BRANO DI TESTO:
Dal 25 giugno il Collettivo Rotte Balcaniche è presente nella regione sud-orientale della Bulgaria, nei pressi del confine turco, in particolare tra le città di Harmanli e di Svilengrad.
Il Collettivo è un gruppo informale di attivistə che si pone il triplice obiettivo di supportare attivamente le persone in transito lungo le rotte balcaniche, di raccogliere testimonianze e produrre documentazione sulle violenze della polizia ai confini d’Europa e di mobilitare la società civile sulle tematiche legate alle migrazioni. In questo senso, negli ultimi tre anni è stato attivo in Italia, Bosnia ed Erzegovina e Serbia.
Il rapporto, intitolato “Torchlight, gettare luce sulla violenta opacità del regime europeo dei confini”, è stato scritto da un punto di vista solidale ma rigoroso, dopo due mesi di permanenza nel territorio bulgaro: lo scopo è di rendere pubblica e denunciare la violenza razzista delle autorità, che quotidianamente ledono i diritti fondamentali delle persone migranti. Di fronte alla mancanza di informazioni che caratterizza il contesto bulgaro, all’opacità e la connivenza che ricoprono l’operato delle autorità bulgare ed europee, questo scritto vuole essere una “presa di parola”, che risponde alla necessità pressante di alzare una voce di verità contro le menzogne delle istituzioni, che provano a soffocare anche la “presenza inconsueta e fastidiosa” del Collettivo.
Le informazioni riportate sono frutto di un costante lavoro collettivo di ricerca, le testimonianze raccolte provengono direttamente dai racconti delle persone incontrate, e sono riportate nel rispetto del loro consenso e della loro sicurezza. Nonostante questo report si focalizzi sulla situazione bulgara, il Collettivo Rotte Balcaniche sottolinea come le pratiche osservate si iscrivano con coerenza e continuità nel disegno europeo “sulla migrazione e l’asilo”. Il confine bulgaro-turco, in particolare, rappresenta in questo momento la porta terrestre d’Europa, il confine di terra più caldo e violento della rotta balcanica.

DATI FORNITI:
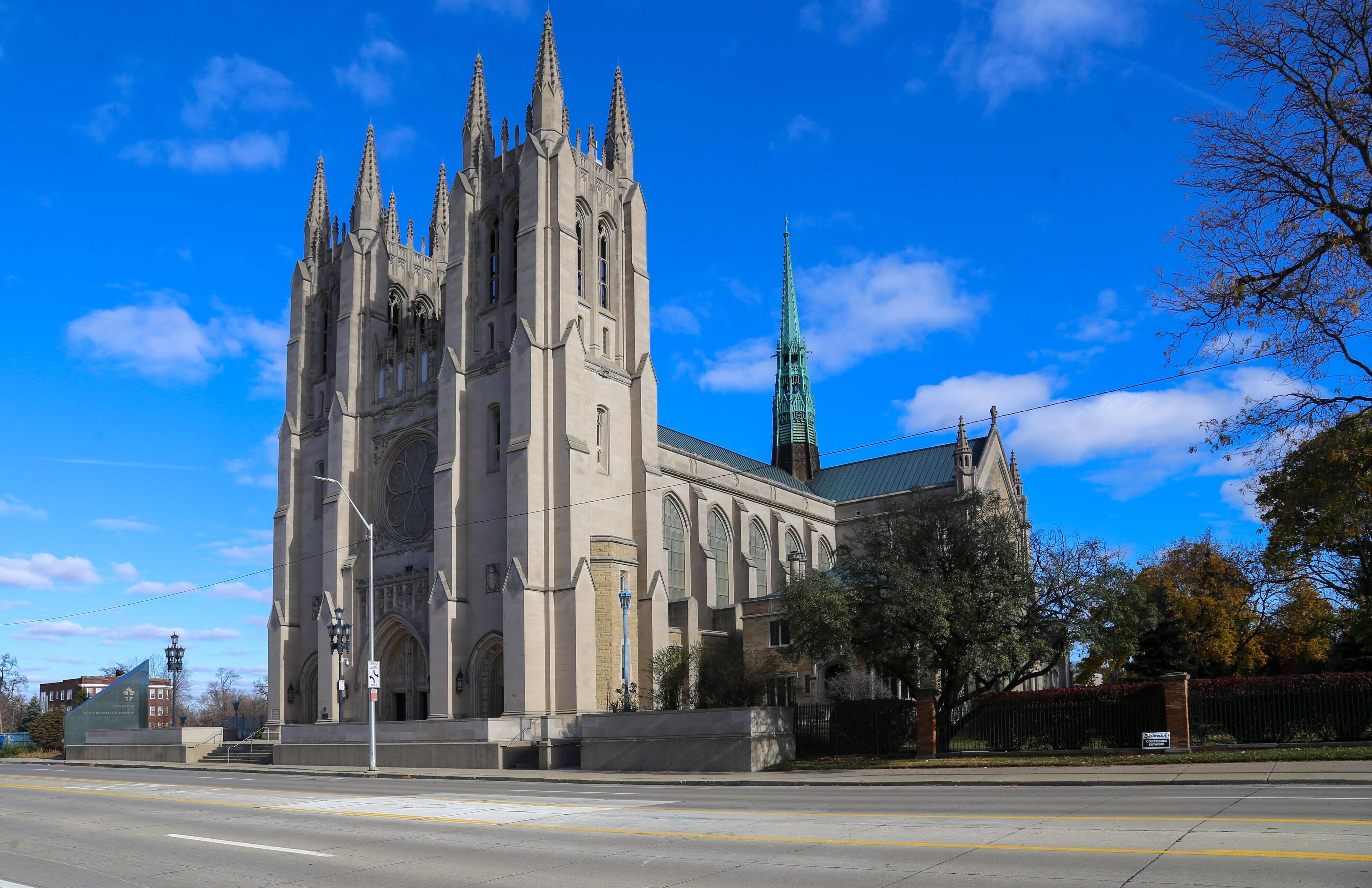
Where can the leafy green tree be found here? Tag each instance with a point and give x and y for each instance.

ISTRUZIONE 1:
Dopo quanto tempo di permanenza in territorio bulgaro è stato scritto il rapporto di cui parla il brano sul Collettivo Rotte Balcaniche?
ISTRUZIONE 2:
Prosegui il brano sul Collettivo Rotte Balcaniche a partire dalla sua ultima frase.

RISULTATO 1:
Dopo due mesi di permanenza nel territorio bulgaro.

RISULTATO 2:
Il report, oltre a fornire un quadro generale sulla rotta che attraversa la Bulgaria, mettendo a fuoco i principali nodi delle politiche nazionali ed europee su questo territorio, affronta tre tematiche principali: le condizioni di vita nel centro di detenzione di Lyubimets, le violenze e i respingimenti sul confine bulgaro-turco e le violenze sul confine serbo-bulgaro.
La necessità di approfondire il contesto bulgaro nasce, da una parte, dall’incremento dei transiti osservato nel 2022, dall’altra dalla violenza brutale della polizia contro le persone in transito, già denunciata dalle inchieste di Human Rights Watch e Lighthouse Reports. Le recenti statistiche diffuse dalla Direzione generale della Polizia di frontiera indicano un’ulteriore intensificazione dei flussi nei mesi estivi del 2023, con un aumento del 73% dei tentativi di attraversamento illegale della frontiera turco-bulgara impediti nei mesi di giugno e luglio, rispetto agli stessi mesi del 2022 (46 940 persone nel 2023 e 27 083 nel 2022). Dal 1° gennaio al 7 agosto 2023 ci sono stati, sempre secondo la Polizia di frontiera, 108 954 tentativi di attraversamento illegale fermati, contro i 67.846 del corrispondente periodo del 2022. Evidentemente, l’aumento dei transiti e l’aumento dei push-back[1] vanno di pari passo: sono le autorità stesse a rivendicare mediaticamente e statisticamente questa pratica illegale.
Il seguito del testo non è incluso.